## Your goal
Copy the records below word for word, from their first line through the line containing "217,188 -> 234,197", and leave out the pictures.

## Input

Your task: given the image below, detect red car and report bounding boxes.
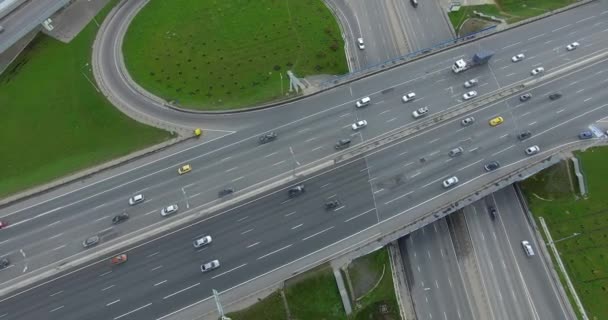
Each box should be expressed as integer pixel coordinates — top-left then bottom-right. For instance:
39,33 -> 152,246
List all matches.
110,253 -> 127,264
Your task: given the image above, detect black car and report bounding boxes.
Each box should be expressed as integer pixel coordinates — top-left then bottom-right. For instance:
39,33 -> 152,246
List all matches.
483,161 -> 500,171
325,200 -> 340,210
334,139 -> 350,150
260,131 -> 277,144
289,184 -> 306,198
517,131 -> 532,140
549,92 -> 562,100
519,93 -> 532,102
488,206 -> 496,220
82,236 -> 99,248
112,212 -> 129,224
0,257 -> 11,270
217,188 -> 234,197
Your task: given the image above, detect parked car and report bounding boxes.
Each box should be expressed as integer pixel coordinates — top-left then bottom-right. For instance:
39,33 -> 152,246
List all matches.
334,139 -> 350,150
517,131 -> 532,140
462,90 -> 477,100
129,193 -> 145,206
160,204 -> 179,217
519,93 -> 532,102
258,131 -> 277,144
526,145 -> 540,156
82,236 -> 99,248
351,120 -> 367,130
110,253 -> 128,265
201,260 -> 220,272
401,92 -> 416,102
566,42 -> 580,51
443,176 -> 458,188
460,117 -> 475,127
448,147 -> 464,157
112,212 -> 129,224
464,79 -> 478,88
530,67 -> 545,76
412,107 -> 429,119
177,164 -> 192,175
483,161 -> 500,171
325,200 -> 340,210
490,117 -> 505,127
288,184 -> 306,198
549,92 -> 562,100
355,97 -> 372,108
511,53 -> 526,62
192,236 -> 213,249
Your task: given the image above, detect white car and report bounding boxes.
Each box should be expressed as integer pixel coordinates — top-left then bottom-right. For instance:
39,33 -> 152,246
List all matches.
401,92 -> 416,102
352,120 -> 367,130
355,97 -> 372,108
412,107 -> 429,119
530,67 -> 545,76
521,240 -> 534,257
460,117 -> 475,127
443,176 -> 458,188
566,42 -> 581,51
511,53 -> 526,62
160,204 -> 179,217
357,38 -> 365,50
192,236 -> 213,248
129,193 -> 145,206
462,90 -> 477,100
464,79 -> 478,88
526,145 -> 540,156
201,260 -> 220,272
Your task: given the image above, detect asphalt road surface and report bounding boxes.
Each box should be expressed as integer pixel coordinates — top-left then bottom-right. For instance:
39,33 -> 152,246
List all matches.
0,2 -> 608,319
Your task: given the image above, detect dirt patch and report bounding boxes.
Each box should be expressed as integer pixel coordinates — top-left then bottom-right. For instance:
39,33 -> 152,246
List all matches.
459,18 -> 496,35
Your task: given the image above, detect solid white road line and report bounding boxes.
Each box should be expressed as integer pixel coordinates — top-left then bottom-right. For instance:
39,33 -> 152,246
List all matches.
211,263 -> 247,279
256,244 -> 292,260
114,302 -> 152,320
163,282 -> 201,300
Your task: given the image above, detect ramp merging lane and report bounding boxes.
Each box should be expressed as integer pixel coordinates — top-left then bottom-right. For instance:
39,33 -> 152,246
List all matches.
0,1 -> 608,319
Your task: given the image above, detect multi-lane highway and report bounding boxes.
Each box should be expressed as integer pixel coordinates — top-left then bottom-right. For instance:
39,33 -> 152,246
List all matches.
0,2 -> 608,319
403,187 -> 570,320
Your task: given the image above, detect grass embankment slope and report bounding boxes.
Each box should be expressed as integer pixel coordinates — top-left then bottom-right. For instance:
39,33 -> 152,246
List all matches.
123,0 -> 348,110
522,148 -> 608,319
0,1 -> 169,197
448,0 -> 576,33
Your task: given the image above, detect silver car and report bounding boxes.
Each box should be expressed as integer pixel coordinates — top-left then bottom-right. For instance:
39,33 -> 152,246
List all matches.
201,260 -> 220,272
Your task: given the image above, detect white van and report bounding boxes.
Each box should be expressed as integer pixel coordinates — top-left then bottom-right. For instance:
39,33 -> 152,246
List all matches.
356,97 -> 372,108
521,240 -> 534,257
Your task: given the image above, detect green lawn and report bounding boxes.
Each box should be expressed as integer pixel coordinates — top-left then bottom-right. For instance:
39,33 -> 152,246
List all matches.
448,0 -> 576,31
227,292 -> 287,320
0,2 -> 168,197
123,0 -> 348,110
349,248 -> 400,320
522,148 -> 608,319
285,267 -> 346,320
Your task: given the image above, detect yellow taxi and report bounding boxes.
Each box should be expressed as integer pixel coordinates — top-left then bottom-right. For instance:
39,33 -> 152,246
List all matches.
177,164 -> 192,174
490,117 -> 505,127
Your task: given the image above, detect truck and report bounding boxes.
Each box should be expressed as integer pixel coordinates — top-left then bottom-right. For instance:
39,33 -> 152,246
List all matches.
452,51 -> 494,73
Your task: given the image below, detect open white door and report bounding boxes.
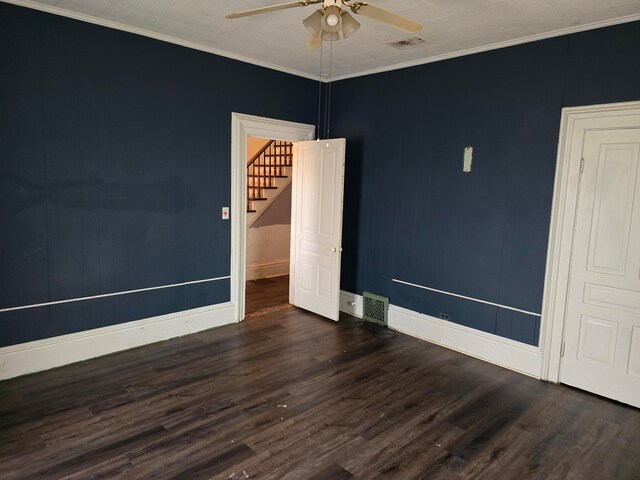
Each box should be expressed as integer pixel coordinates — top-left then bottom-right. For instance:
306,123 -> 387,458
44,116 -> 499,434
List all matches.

## Solved problem
Your task: given the image below, detect red car and report bounding boxes.
Each box should be expressed as integer pixel coordinates — top-left then bottom-right. For instance:
39,33 -> 152,246
List all matches.
110,253 -> 127,264
Your task: given the image above, detect black car and report bounding boxes.
Each box should be expressed as integer pixel coordinates — top-left then bottom-right. For instance:
39,33 -> 152,246
List all matches.
483,161 -> 500,171
325,200 -> 340,210
334,139 -> 350,150
260,131 -> 277,144
289,184 -> 306,198
517,131 -> 532,140
549,92 -> 562,100
519,93 -> 532,102
488,206 -> 496,220
82,236 -> 99,248
112,212 -> 129,224
0,257 -> 11,270
217,188 -> 234,197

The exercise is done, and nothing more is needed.